- [REQUIRED TASKS]
1. Answer these questions about the forum post, each on its own line:
(a) For how many years did the couple date?
(b) In front of whom did the proposal take place?
(c) After a fight, where would they stay for a while?
2. List the things the forum post says the husband never did, despite his anger issues.

# Completely Totally Lost



## jmw (Dec 5, 2012)

So, my husband and I have been together for 6 years. We dated for 2 years, and have been married just over 4. It's been a hilly road, to say the least.

When we met, I was pregnant with my oldest. He stuck with me, helped me when I thought I was going to give her up, but then stuck with me when I didn't. He even asked me to move in with him, and later that year he proposed to me in front of both of our entire families. The sex was always great, we resolved issues that came between us, and learned how to be a family.

We got married the next year. The whole time we were together, he struggled with anger issues but never once hit me, struck me, or harmed my daughter. He ended up adopting her as his own. Not a year after getting married, we started to argue over many things as most couples do. We'd fight, leave the house, stay at our parents for a while, but nearly never overnight.

- [PROVIDED RECORDS]
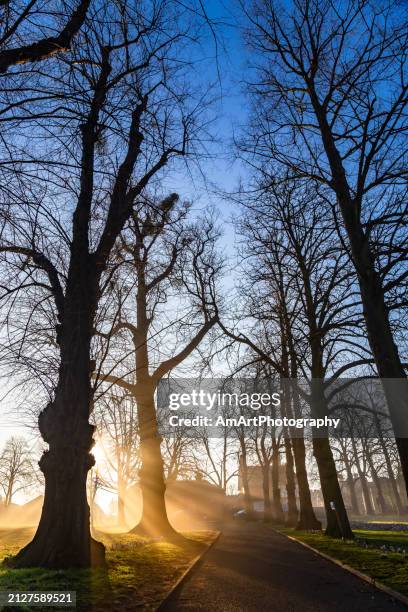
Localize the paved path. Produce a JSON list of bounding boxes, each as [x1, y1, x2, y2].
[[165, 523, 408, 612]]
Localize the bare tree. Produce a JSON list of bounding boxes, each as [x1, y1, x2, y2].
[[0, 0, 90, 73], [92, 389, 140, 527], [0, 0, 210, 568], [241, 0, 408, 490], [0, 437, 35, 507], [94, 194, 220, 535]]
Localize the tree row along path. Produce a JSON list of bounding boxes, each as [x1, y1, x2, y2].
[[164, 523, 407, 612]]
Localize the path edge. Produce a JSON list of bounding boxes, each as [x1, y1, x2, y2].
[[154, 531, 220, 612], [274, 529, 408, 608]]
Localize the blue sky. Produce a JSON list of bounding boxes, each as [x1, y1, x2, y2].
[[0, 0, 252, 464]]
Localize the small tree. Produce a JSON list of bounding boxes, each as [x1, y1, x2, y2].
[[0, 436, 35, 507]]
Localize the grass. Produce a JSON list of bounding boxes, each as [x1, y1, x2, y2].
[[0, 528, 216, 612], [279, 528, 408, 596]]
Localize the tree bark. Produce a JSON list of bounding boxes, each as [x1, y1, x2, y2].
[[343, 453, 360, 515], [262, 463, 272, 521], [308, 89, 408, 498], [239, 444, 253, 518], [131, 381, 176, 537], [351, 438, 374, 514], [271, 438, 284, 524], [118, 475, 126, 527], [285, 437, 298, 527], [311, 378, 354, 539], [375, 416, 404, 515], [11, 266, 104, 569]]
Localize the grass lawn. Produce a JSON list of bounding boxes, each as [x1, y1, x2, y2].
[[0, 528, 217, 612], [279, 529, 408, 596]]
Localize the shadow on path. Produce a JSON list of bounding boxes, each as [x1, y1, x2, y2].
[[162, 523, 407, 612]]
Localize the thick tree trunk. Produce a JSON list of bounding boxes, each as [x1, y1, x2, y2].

--

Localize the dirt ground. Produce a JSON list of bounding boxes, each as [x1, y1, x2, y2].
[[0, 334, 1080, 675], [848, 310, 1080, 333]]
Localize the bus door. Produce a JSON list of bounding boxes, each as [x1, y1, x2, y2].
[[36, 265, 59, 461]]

- [SOLUTIONS TO EACH TASK]
1.
(a) 2 years
(b) Both of their entire families
(c) At their parents'

2.
- Hit the writer
- Struck the writer
- Harmed the writer's daughter